Can you rewrite every line in full, starting with the line containing "Accessibility service: describe the location of glass" and going on through the last line, and shift each bounding-box pixel coordinate up by 45?

(Items listed in a dataset)
·····

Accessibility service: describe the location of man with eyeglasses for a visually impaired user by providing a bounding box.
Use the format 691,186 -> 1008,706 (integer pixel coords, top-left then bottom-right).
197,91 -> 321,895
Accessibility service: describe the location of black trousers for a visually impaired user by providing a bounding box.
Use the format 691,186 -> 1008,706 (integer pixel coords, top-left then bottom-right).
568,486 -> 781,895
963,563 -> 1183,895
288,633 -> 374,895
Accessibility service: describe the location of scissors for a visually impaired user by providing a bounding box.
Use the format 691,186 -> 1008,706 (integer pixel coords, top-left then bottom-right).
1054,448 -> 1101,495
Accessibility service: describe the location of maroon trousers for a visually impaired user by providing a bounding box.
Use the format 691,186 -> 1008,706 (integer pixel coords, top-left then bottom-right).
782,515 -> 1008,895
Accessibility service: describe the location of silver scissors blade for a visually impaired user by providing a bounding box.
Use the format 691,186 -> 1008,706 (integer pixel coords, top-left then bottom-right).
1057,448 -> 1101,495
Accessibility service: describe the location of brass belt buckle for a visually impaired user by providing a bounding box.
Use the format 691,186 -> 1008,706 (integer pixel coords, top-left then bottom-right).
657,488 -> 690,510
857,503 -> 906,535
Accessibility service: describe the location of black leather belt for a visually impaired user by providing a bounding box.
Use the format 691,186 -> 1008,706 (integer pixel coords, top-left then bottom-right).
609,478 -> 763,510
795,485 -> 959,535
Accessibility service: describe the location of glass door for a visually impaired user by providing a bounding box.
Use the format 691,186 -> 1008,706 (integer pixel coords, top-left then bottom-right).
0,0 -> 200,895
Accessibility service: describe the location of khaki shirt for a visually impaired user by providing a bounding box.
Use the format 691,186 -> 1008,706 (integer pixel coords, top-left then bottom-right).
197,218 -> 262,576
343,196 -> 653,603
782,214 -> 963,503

·····

Task response:
Accessibility service: describe the location of glass door for a visually impaired user by providing a bounding box.
Use the format 691,186 -> 1008,706 (integer pixel coords, top-left then bottom-right).
45,45 -> 245,940
Accessibility service: describe the location of khaki shirt for a visually impaired user by providing a bounding box.
Use the format 691,186 -> 1008,706 (integer pixel coords, top-left then bottom-right).
242,263 -> 307,621
388,241 -> 698,648
827,259 -> 1008,548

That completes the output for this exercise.